- **GOAL**
Arrange the data between the lines holding "like [(308, 111)]." and "[(274, 156)]", inclusive, as a two-column CSV with the columns input and output. Give each row's text and its answer in quoted fields, with line breaks turned into spaces.
+ + + + + + +
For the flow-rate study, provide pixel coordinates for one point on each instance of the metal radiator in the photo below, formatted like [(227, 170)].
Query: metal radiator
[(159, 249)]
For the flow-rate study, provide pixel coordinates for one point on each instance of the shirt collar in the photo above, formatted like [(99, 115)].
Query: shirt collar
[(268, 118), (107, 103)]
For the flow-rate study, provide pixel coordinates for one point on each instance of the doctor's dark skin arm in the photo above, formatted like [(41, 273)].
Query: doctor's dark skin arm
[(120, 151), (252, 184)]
+ + + + + + +
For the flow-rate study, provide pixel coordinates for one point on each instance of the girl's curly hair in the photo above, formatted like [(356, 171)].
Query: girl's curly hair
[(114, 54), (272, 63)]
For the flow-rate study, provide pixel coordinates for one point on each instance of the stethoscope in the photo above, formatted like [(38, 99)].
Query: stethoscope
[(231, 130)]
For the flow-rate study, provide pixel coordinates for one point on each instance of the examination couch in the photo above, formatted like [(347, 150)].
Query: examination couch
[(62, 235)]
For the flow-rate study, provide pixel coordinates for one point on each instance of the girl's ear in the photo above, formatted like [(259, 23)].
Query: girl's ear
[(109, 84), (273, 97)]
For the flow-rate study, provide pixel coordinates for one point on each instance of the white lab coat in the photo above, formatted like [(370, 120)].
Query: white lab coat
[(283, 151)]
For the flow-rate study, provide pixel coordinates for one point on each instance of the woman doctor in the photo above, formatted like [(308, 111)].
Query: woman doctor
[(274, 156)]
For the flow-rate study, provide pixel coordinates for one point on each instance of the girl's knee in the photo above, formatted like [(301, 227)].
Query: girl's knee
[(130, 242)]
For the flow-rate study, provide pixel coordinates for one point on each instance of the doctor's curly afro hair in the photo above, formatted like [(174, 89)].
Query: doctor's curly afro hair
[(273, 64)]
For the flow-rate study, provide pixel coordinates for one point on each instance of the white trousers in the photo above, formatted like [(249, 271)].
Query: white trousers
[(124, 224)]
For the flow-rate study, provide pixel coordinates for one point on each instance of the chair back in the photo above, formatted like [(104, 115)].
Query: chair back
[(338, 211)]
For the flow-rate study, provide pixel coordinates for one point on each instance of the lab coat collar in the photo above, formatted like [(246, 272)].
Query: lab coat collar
+ + + + + + +
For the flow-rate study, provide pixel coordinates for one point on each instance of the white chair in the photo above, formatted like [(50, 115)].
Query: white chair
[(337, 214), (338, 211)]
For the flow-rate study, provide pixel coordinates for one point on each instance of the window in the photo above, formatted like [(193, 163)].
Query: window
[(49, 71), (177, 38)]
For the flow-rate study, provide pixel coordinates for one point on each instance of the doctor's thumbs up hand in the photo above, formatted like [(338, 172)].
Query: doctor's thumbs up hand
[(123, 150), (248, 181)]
+ + + + + + +
- **WRITTEN RESPONSE**
input,output
"For the flow-rate study, provide pixel coordinates for one point on each instance of the woman doctor in the photo above, formatted like [(308, 111)]. Query: woman doctor","[(274, 156)]"